BEGIN Records for processing
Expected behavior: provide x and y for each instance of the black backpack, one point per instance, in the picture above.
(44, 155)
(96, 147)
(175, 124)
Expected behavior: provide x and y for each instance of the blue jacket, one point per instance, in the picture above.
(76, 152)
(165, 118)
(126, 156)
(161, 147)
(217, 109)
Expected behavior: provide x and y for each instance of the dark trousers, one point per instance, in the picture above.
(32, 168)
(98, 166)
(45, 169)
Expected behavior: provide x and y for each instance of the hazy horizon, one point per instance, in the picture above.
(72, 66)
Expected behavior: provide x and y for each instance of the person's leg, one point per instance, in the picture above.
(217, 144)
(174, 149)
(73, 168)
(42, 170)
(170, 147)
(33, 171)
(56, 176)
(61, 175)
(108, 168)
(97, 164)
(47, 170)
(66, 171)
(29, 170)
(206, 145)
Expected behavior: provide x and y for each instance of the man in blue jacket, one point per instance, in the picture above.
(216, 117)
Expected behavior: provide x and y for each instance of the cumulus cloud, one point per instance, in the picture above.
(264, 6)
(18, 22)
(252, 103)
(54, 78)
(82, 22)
END Records for processing
- [Exercise]
Transcribe the data above verbatim.

- [Task solution]
Expected behavior: provide x and y for each instance of the black backpack, one point per instance, in the picture above.
(44, 155)
(96, 147)
(175, 124)
Expected behavior: provide x and y for each instance of the blue jacket, one point per instance, in the picture above.
(76, 152)
(165, 118)
(126, 156)
(161, 147)
(217, 109)
Expected behavior: provide x and y for each instance of the dark trousers, one point per instance, in the picture above.
(32, 168)
(98, 166)
(45, 169)
Expected behavior: provide x and y for each instance of the hazy horizon, one point per instance, in the picture above.
(72, 66)
Expected behavior: provide x and y for each instance of the person's leg, one point per instance, in the picture above.
(217, 144)
(174, 149)
(73, 168)
(42, 170)
(170, 147)
(33, 171)
(56, 176)
(61, 175)
(108, 168)
(97, 164)
(47, 170)
(66, 171)
(29, 170)
(206, 145)
Expected behavior: provide x and y for each instance of the man in blue jacket, one point per instance, in the picture above.
(216, 117)
Expected behavior: provide x and y for each instance of the cumulus cloud, one point per instance, in the picture above.
(264, 6)
(18, 22)
(252, 103)
(54, 78)
(82, 22)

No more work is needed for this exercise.